▸ **Obiettivo**
Ripeti per intero e senza cambiare nulla la scheda del libro sull'area Eridania-Barilla di Parma.
=== Testo fornito ===
Milano, 2002; paperback, pp. 96, col. ill., cm 26,5x28.
(Abitare Segesta Cataloghi).

series: Abitare Segesta Cataloghi

ISBN: 88-86116-46-2 - EAN13: 9788886116466

Subject: Architects and their Practices,Civil Architecture/Art,Masterpiece,Music,Theatre

Period: 1960- Contemporary Period

Places: Emilia Romagna

Extra: Industrial Archeology

Languages:  italian text  

Weight: 0.64 kg


I gesti della mano sono quelli dell'istinto, i più liberi ed i più rapidi. Come in un gioco paziente ed ostinato. C'è un momento in cui tutto viene assieme: le cose che già esistono, il loro ricordo e la ricerca del nuovo
Renzo Piano

Il "programma di riqualificazione urbana" dell'area Eridania-Barilla coinvolge uno dei più significativi comparti industriali sorti a Parma nei primi anni del '900. In seguito all'abbattimento delle mura si insediarono, in diretta continuità con il nucleo antico, nuovi ed importanti opifici industriali, oltre ai primi grandi servizi tecnologici. Negli ultimi 50 anni, la città ha inglobato questa prima periferia che, a seguito della progressiva dismissione, costituiva un frammento sempre meno integrato al circostante. Le ipotesi di riqualificazione inducevano ad una seria riflessione sul come affrontare un'area che, negli edifici, ma soprattutto nei nomi che questi evocavano, riassumeva, in buona sostanza, una parte importante della propria storia industriale. I grandi volumi, mute testimonianze di una passata prosperità, si presentavano prossimi alla fatiscenza e destinati, secondo l'opinione comune, al definitivo abbattimento. Ma, ad una più attenta osservazione, questi ruderi costituivano un'occasione per riscrivere, nel grande libro della sua storia urbana, una nuova pagina d'autore. Nella città che fu di Verdi, ma anche di Niccolò Paganini - che qui ancora riposa - da questo lacerto di urbanità in disuso prende avvio una riqualificazione nel segno della conservazione della memoria.
=== Materiale mostrato ===
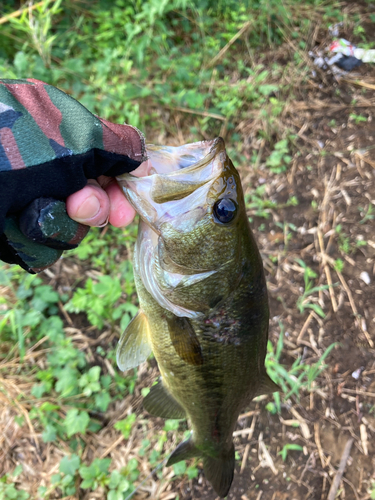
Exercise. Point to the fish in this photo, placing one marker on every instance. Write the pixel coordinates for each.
(203, 299)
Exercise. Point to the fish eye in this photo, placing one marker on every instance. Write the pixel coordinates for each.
(225, 210)
(187, 161)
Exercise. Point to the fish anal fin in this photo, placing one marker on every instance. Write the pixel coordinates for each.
(219, 471)
(133, 347)
(184, 451)
(185, 340)
(267, 386)
(160, 403)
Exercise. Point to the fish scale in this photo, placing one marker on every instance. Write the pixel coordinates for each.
(203, 301)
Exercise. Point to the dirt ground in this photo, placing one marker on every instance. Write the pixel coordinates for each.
(332, 176)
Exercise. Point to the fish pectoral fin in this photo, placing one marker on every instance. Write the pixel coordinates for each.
(184, 450)
(267, 386)
(164, 188)
(160, 403)
(219, 471)
(185, 340)
(133, 347)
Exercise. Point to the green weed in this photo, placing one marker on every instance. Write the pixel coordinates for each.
(9, 490)
(288, 447)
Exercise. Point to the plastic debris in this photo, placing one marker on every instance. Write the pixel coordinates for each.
(357, 373)
(365, 277)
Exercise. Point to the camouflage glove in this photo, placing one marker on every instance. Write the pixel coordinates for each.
(49, 146)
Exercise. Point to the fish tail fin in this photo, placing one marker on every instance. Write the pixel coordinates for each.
(184, 450)
(219, 471)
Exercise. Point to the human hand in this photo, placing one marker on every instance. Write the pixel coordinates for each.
(102, 201)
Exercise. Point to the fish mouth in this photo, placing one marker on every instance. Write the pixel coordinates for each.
(177, 182)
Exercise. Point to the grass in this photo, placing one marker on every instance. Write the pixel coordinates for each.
(181, 71)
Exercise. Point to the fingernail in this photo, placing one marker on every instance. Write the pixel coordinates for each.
(89, 209)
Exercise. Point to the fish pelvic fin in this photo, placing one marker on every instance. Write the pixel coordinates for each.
(133, 347)
(267, 386)
(184, 451)
(160, 403)
(219, 471)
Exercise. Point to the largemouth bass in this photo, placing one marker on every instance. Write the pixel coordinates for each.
(203, 299)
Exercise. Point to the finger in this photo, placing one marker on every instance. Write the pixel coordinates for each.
(89, 206)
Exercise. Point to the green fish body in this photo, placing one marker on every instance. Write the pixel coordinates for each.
(203, 300)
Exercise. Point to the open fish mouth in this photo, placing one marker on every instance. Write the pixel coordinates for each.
(177, 183)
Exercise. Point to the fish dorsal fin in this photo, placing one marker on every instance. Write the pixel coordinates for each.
(133, 347)
(267, 386)
(184, 451)
(160, 403)
(219, 471)
(185, 340)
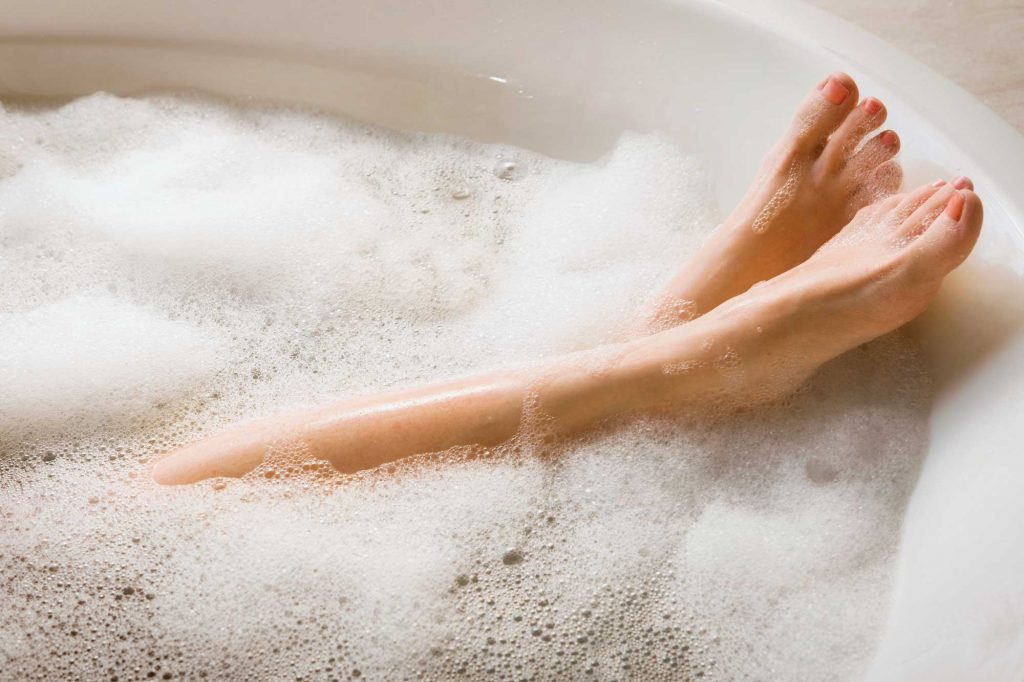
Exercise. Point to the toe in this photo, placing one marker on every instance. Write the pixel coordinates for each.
(963, 182)
(824, 109)
(862, 120)
(951, 237)
(927, 211)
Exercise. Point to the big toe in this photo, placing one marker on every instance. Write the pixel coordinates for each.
(951, 237)
(822, 111)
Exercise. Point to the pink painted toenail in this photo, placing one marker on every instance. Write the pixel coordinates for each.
(871, 105)
(835, 91)
(954, 209)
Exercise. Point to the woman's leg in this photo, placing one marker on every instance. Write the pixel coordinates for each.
(810, 184)
(878, 273)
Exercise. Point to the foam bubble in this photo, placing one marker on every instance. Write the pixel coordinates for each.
(173, 264)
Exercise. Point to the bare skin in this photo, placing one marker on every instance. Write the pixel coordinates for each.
(810, 184)
(878, 273)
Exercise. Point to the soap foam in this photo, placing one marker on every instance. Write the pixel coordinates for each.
(172, 264)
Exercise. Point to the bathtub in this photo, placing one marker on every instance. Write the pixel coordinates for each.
(565, 78)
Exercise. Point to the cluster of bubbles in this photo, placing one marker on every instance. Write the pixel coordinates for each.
(171, 264)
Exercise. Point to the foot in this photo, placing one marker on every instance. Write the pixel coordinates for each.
(810, 184)
(878, 273)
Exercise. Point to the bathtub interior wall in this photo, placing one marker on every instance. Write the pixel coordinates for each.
(566, 79)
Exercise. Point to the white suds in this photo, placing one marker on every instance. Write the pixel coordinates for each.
(169, 265)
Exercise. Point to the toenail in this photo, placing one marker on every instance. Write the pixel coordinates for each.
(954, 207)
(835, 91)
(871, 105)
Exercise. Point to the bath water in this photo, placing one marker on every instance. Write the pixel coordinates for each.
(172, 264)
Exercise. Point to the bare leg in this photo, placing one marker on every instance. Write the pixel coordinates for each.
(810, 184)
(878, 273)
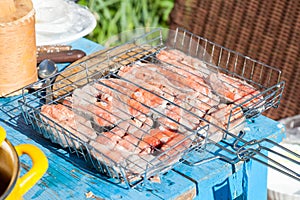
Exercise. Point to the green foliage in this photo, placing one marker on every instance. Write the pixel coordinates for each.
(118, 16)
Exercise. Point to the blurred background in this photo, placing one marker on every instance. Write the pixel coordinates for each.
(118, 16)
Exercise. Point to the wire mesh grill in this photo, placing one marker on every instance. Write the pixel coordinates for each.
(136, 109)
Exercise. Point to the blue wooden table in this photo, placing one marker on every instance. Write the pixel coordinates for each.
(69, 177)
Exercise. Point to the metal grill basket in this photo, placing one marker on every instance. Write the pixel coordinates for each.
(134, 114)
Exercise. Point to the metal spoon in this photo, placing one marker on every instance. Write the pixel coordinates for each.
(46, 69)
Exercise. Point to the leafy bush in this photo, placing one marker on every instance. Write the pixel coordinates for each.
(118, 16)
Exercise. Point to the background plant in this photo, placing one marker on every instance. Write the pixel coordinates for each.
(118, 16)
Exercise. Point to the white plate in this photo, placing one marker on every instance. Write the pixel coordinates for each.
(61, 21)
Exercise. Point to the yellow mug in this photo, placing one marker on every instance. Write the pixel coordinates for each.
(12, 186)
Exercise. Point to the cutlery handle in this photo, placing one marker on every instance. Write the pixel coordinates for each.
(62, 57)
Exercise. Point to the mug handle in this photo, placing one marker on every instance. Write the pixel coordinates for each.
(38, 169)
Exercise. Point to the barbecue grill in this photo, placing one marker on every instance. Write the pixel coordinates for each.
(79, 85)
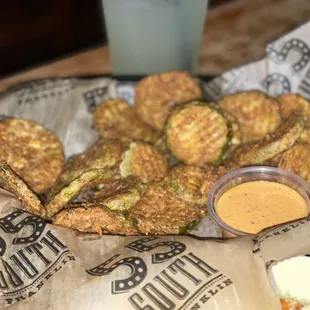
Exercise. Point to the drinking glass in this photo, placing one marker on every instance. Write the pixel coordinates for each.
(149, 36)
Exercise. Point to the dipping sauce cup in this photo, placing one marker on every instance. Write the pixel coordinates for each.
(247, 200)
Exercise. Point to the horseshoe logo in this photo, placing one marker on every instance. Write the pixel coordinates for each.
(176, 248)
(138, 271)
(276, 80)
(35, 222)
(294, 44)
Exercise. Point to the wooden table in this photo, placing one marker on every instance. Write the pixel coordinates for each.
(235, 33)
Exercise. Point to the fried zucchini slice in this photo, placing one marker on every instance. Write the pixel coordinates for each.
(102, 154)
(122, 195)
(279, 141)
(144, 161)
(156, 95)
(185, 182)
(72, 190)
(294, 104)
(34, 153)
(236, 138)
(117, 119)
(197, 133)
(297, 160)
(257, 114)
(159, 212)
(305, 136)
(12, 183)
(94, 218)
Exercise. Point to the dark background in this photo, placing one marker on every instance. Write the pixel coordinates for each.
(37, 31)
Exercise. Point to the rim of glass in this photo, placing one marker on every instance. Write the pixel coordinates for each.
(299, 181)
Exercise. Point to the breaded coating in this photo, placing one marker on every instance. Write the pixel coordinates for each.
(197, 134)
(102, 154)
(236, 138)
(159, 212)
(94, 218)
(144, 161)
(279, 141)
(184, 182)
(257, 114)
(161, 146)
(211, 175)
(297, 160)
(117, 119)
(12, 183)
(123, 196)
(34, 153)
(72, 190)
(156, 95)
(305, 136)
(294, 103)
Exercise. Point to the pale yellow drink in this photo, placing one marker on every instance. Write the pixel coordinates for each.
(149, 36)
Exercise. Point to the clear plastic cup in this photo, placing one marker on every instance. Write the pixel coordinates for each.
(250, 174)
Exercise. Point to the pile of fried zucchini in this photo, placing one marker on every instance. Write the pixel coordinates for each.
(153, 166)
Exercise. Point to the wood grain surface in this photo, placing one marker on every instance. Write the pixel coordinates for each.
(235, 33)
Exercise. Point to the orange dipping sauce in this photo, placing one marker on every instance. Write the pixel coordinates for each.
(253, 206)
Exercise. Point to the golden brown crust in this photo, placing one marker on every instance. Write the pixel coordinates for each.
(103, 154)
(198, 134)
(121, 194)
(116, 119)
(257, 114)
(156, 95)
(33, 152)
(294, 103)
(94, 218)
(185, 182)
(11, 182)
(305, 136)
(282, 139)
(211, 176)
(144, 161)
(159, 212)
(297, 160)
(69, 192)
(235, 128)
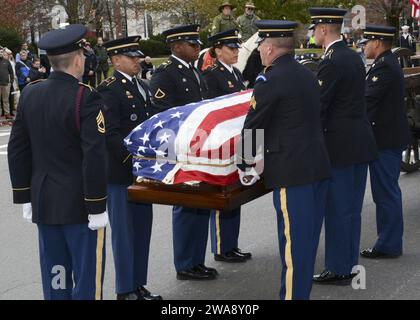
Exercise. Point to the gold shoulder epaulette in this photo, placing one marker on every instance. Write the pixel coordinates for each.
(86, 85)
(37, 81)
(166, 64)
(108, 81)
(266, 69)
(328, 55)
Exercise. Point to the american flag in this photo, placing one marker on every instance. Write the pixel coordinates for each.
(191, 143)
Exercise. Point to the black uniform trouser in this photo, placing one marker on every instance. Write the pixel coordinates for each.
(99, 74)
(90, 80)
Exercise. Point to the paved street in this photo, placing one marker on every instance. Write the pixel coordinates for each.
(256, 279)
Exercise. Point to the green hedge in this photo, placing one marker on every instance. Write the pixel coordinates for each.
(10, 38)
(154, 48)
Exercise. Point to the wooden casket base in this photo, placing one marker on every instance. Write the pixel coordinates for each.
(201, 196)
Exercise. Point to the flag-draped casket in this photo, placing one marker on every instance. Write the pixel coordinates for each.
(186, 155)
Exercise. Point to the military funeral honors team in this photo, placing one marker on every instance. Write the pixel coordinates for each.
(324, 135)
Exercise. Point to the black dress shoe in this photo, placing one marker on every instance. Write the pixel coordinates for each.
(195, 273)
(230, 256)
(144, 294)
(247, 255)
(329, 277)
(128, 296)
(372, 253)
(207, 269)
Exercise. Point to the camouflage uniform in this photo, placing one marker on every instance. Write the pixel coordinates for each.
(223, 23)
(247, 26)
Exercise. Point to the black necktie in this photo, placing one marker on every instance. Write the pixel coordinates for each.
(234, 74)
(139, 87)
(195, 73)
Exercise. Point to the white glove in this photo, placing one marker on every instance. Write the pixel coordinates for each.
(249, 177)
(27, 212)
(98, 221)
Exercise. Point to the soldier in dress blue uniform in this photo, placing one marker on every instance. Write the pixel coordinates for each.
(286, 105)
(350, 142)
(57, 166)
(127, 103)
(221, 79)
(385, 105)
(176, 83)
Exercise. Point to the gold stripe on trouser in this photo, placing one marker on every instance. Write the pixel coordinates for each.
(99, 262)
(288, 249)
(218, 240)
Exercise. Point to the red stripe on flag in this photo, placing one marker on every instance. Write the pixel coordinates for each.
(213, 119)
(187, 176)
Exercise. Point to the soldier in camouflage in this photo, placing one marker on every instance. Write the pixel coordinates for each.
(225, 20)
(247, 21)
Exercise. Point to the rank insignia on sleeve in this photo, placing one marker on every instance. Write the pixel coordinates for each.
(253, 103)
(129, 95)
(100, 120)
(160, 94)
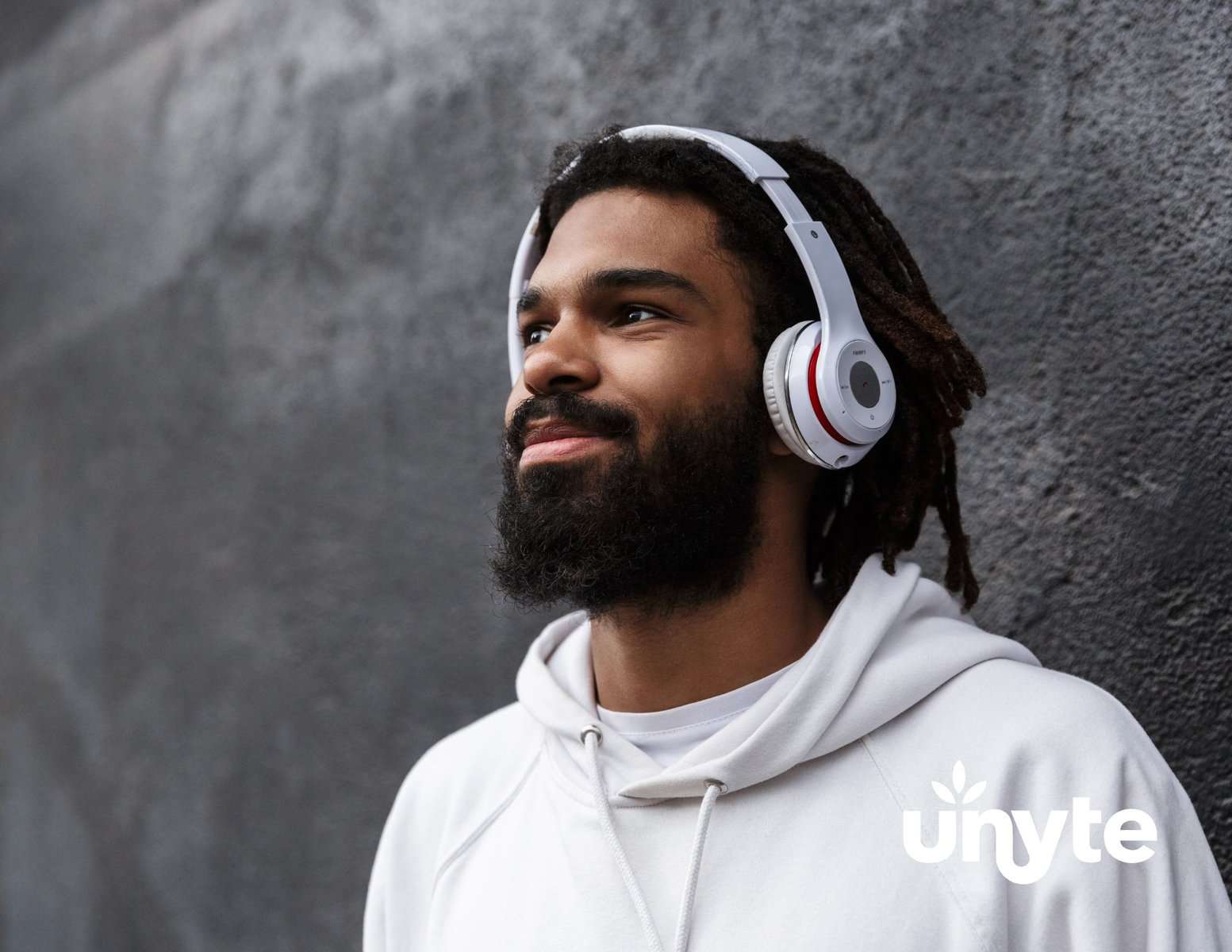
===
▸ **Risposta**
Milano, 2002; paperback, pp. 96, col. ill., cm 26,5x28.
(Abitare Segesta Cataloghi).

series: Abitare Segesta Cataloghi

ISBN: 88-86116-46-2 - EAN13: 9788886116466

Subject: Architects and their Practices,Civil Architecture/Art,Masterpiece,Music,Theatre

Period: 1960- Contemporary Period

Places: Emilia Romagna

Extra: Industrial Archeology

Languages:  italian text  

Weight: 0.64 kg


I gesti della mano sono quelli dell'istinto, i più liberi ed i più rapidi. Come in un gioco paziente ed ostinato. C'è un momento in cui tutto viene assieme: le cose che già esistono, il loro ricordo e la ricerca del nuovo
Renzo Piano

Il "programma di riqualificazione urbana" dell'area Eridania-Barilla coinvolge uno dei più significativi comparti industriali sorti a Parma nei primi anni del '900. In seguito all'abbattimento delle mura si insediarono, in diretta continuità con il nucleo antico, nuovi ed importanti opifici industriali, oltre ai primi grandi servizi tecnologici. Negli ultimi 50 anni, la città ha inglobato questa prima periferia che, a seguito della progressiva dismissione, costituiva un frammento sempre meno integrato al circostante. Le ipotesi di riqualificazione inducevano ad una seria riflessione sul come affrontare un'area che, negli edifici, ma soprattutto nei nomi che questi evocavano, riassumeva, in buona sostanza, una parte importante della propria storia industriale. I grandi volumi, mute testimonianze di una passata prosperità, si presentavano prossimi alla fatiscenza e destinati, secondo l'opinione comune, al definitivo abbattimento. Ma, ad una più attenta osservazione, questi ruderi costituivano un'occasione per riscrivere, nel grande libro della sua storia urbana, una nuova pagina d'autore. Nella città che fu di Verdi, ma anche di Niccolò Paganini - che qui ancora riposa - da questo lacerto di urbanità in disuso prende avvio una riqualificazione nel segno della conservazione della memoria.